→ TASK BRIEF: Copy everything in the records, character for character, except images.

Start of SUPPLIED INFORMATION

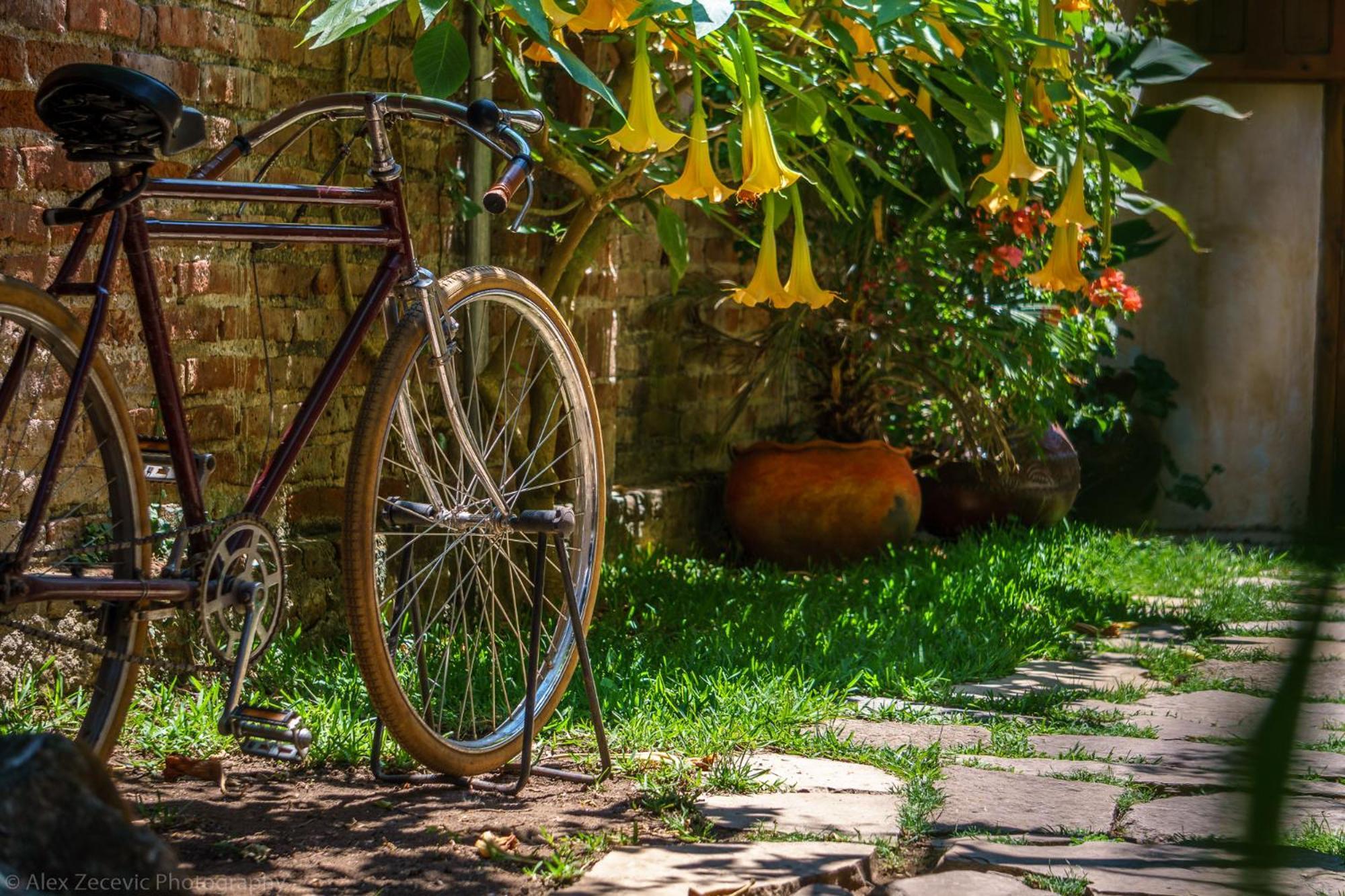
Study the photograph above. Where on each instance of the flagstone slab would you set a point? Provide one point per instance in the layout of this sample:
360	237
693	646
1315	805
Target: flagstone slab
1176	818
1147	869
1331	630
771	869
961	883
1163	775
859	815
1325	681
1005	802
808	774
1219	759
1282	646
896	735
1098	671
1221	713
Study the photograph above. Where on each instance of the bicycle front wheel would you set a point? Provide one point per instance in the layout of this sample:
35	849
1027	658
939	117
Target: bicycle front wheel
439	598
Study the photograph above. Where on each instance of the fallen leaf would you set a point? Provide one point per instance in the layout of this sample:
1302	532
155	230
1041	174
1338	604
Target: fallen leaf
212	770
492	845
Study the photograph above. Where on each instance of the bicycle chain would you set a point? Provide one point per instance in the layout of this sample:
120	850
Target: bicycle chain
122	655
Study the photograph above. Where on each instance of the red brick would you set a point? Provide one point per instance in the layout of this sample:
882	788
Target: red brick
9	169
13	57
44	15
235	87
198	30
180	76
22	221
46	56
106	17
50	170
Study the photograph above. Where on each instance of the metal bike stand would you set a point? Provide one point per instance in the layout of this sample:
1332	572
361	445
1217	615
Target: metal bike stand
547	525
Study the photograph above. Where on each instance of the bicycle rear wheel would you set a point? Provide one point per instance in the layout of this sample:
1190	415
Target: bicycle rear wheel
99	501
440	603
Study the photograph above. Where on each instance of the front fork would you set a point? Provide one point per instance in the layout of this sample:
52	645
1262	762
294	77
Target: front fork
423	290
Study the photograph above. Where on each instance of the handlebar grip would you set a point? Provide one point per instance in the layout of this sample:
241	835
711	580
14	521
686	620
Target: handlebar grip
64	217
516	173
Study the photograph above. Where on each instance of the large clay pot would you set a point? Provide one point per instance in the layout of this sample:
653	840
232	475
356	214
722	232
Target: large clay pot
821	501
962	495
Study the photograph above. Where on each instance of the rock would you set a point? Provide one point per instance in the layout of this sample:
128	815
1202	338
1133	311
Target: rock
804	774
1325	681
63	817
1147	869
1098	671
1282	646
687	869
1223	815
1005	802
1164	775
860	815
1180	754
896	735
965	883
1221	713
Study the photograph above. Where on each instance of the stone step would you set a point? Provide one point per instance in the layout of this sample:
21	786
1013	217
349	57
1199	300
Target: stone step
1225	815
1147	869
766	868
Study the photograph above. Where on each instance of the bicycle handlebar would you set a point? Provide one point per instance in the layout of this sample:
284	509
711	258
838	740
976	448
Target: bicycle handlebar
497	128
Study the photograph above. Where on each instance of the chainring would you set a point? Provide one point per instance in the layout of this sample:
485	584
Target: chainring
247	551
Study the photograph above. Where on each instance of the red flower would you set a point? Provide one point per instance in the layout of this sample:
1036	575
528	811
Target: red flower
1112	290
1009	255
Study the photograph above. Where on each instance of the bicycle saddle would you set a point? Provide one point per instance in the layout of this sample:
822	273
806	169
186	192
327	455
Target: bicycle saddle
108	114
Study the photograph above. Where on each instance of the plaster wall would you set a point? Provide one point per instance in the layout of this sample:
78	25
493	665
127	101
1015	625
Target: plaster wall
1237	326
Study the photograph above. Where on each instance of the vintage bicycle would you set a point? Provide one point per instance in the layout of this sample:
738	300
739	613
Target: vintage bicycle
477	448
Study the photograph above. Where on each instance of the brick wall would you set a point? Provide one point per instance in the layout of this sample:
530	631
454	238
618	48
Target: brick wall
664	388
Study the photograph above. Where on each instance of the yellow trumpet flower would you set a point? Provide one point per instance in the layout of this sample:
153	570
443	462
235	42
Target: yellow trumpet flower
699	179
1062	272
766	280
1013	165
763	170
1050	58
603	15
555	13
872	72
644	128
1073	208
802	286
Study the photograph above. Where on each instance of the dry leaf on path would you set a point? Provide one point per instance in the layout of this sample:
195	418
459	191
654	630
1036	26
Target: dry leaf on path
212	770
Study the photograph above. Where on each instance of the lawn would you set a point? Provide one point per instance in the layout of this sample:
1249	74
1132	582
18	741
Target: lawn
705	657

End of SUPPLIED INFORMATION

→ RESULT BELOW:
Study the photograph above. Where on each instance of the flagstone slab would you set a point? Provide one point per instance in the layout of this sample:
360	237
693	646
1315	805
Target: flagstone slab
1176	818
1147	869
1331	630
771	869
961	883
1163	775
859	815
1325	681
1005	802
808	774
1219	759
1282	646
896	735
1098	671
1221	713
Study the photograph above. Where on each instance of the bicycle front wheel would you set a point? Provide one point per instance in the layout of this sample:
35	849
1027	658
939	117
Target: bicycle front wheel
439	598
Study the photograph above. Where on each instance of the fallen leaf would you set a point? Provide one point per instance in the layout of this sample:
1302	532
155	230
1041	174
1338	604
Target: fallen leaf
212	770
492	845
Study the photograph above. Where on each instance of the bicycle chain would you set a point? Provide one point per instance in the layout of this sample:
120	850
Target: bicycle chain
122	655
Study the photograph above. Where on each instance of the red brick would you set a point? Provide one point per instance in the layout of this sample:
882	788
Target: red brick
9	169
13	57
44	15
235	87
198	30
180	76
22	221
46	56
106	17
50	170
Study the photograph above. Where on each instance of the metal bike stand would you set a point? Provide one point per instance in the layout of this sample:
1332	572
361	445
1217	615
Target: metal bike stand
547	525
Study the photograph above. Where on each instance of the bicycle rear wheel would you set a point? Provide one point per instance in the layout of this sample:
1190	415
Target: bicycle rear wheel
99	501
440	603
Study the photograph above. Where on each instance of the front fork would you set a point? Provide one point per instance in the layout of this sample:
52	645
1262	762
294	77
Target: front fork
423	290
Study the photograph above. Where on each instance of the handlebar grip would you set a point? Provide one point per instance in the layout of this sample:
241	835
711	580
14	521
686	620
Target: handlebar grip
64	217
516	173
Study the photograph above. Where on each instance of the large clay pot would you set a point? Provide one point per instance in the layout of this sample:
653	840
232	475
356	214
722	232
Target: large clay pot
821	501
962	495
Study the photograph above. Where on each instance of the rock would you set a point? Provide one point per instance in the layout of this sample:
128	815
1202	338
1133	311
Target: rock
804	774
1325	681
63	817
1147	869
1098	671
1282	646
687	869
1223	815
1005	802
1164	775
860	815
1180	754
896	735
965	883
1221	713
Study the photograph above. Where on each instance of the stone step would you set a point? Provide one point per instance in the layout of this sample:
21	786
1013	217
349	57
1199	300
Target: stone step
1225	815
1147	869
766	868
Study the photograph above. Where on each instance of the bicycle handlebar would you set a point? Provide one point per instance in the layout of this sample:
284	509
711	258
838	740
976	448
Target: bicycle handlebar
497	128
Study the photograph above. Where on each instance of the chainring would you set a point? Provide one point per instance in the layout of this sample:
485	584
Target: chainring
247	551
Study the photograph above. Where on each instance of the red flower would you set a point? Provide one point per instance in the layout of this sample:
1036	575
528	811
Target: red flower
1112	290
1009	255
Study the photograph above. Where on each instance of the bicycle saddle would you set a point? Provide one point per instance in the layout of this sample:
822	273
806	169
186	192
327	455
Target: bicycle saddle
108	114
Study the photograph above. Where on each instance of the plaster wall would you set a point? Provide one point per instance in the layout of this sample:
78	25
493	665
127	101
1015	625
Target: plaster wall
1237	326
Study the photograph above. Where on each instance of the vintage bicycle would you set a point? Provide one point per instance in the layout of this sample:
738	300
739	613
Target: vintage bicycle
477	448
Study the photograph above. Where on each instance of the brick wall would you set a point? Provide one point per instance in the layout of this sample:
530	631
454	238
618	48
Target: brick wall
664	388
Study the photograph above. Where on each instance of the yellow trumpet flower would you set a point? Provide one point per instance in the layout of this sample:
153	570
443	462
235	42
Target: yellow trumpet flower
699	179
1062	272
766	280
1013	165
763	170
1050	58
603	15
555	13
872	72
644	128
1073	208
802	286
Study the photograph above. Where on each instance of the dry leaf on path would you set a point? Provide one point per instance in the layout of this sample:
195	418
459	191
654	630
1036	26
Target: dry leaf on path
212	770
Study the photograph above. Where on each instance of the lawn would you set a point? Provide one point per instance in the layout of this sample:
1249	74
1132	582
18	741
Target: lawn
705	657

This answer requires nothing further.